DIRECTIONS: Here are the records. Print them all exactly.

Start of SOURCE MATERIAL

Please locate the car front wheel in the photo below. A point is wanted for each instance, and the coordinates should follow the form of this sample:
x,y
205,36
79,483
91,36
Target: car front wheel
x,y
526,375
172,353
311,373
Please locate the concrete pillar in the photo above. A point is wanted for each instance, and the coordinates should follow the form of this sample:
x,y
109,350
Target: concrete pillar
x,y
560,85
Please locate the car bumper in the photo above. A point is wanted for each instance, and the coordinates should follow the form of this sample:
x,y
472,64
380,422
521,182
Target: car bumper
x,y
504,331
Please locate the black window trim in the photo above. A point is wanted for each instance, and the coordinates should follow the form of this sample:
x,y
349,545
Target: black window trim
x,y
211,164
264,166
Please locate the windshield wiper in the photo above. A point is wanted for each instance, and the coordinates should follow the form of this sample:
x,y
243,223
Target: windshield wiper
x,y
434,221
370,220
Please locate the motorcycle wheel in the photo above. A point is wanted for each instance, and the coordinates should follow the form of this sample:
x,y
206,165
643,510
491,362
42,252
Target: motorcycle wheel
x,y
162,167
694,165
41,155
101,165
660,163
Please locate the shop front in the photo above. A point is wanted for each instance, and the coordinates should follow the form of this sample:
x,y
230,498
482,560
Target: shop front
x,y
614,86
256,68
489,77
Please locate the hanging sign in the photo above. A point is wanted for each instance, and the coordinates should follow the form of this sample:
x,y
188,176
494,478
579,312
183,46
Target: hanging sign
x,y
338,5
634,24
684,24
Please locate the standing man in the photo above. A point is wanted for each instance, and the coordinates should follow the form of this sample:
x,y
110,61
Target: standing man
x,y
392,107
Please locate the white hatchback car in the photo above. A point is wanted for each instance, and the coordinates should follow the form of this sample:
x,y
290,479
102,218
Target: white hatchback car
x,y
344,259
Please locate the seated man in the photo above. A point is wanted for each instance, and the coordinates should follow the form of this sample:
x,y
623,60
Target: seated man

End of SOURCE MATERIAL

RESULT:
Please locate the car front wheel in the photo below. A point is wanted for each instance, and the coordinates should follow the form of this sample:
x,y
205,36
79,483
91,36
Target: car front wheel
x,y
526,375
172,353
311,373
Please locate the concrete pillar in the photo above. A point is wanted for each instance, and the coordinates should follow the form of this sample:
x,y
109,350
Target: concrete pillar
x,y
560,85
Please locate the car bumper in the photo above. A point is wanted for each instance, and the coordinates should follow the form of this sample:
x,y
472,64
380,422
521,182
Target: car bumper
x,y
504,331
Please locate the black window trim in the photo above. A point is wanted for each instance, and the coordinates should follow the form of this sample:
x,y
349,545
Target: black window trim
x,y
211,164
264,166
Please locate the windshield wiper in the photo above. A point is wanted for each instance, and the coordinates should follow the form of this sample:
x,y
243,223
Target: windshield wiper
x,y
434,221
370,220
Please locate the motorcycle wheel in the photo above. A point is wanted for each instance, and the coordinates should follow the form of this sample:
x,y
206,165
643,510
491,362
42,252
Target: motorcycle wheel
x,y
162,167
694,165
41,155
101,165
660,163
Please locate the shop front in the photo above. A point is wanted for each instance, and the coordinates should follow the form of this sample:
x,y
230,498
482,560
Target: shop front
x,y
614,86
256,68
489,77
Please locate the hanging sign in the photo above. A point is wanted for each instance, and the coordinates should follow the form of this sample:
x,y
188,176
494,478
579,312
183,46
Target: hanging sign
x,y
338,5
634,24
684,24
Please locate the standing man in the photo above. A point is wanted for each instance, and the coordinates should follow the form of this sample:
x,y
110,61
Target: standing man
x,y
392,107
Please locate the white hatchback car in the photo above. A point is wanted for each instance, and the coordinates should follow the form of this sample:
x,y
290,479
102,218
Target: white hatchback car
x,y
344,259
Please locate the seated man in the photo above. A point is wanted for each instance, and the coordinates should follow the form of this sample:
x,y
623,60
Target: seated man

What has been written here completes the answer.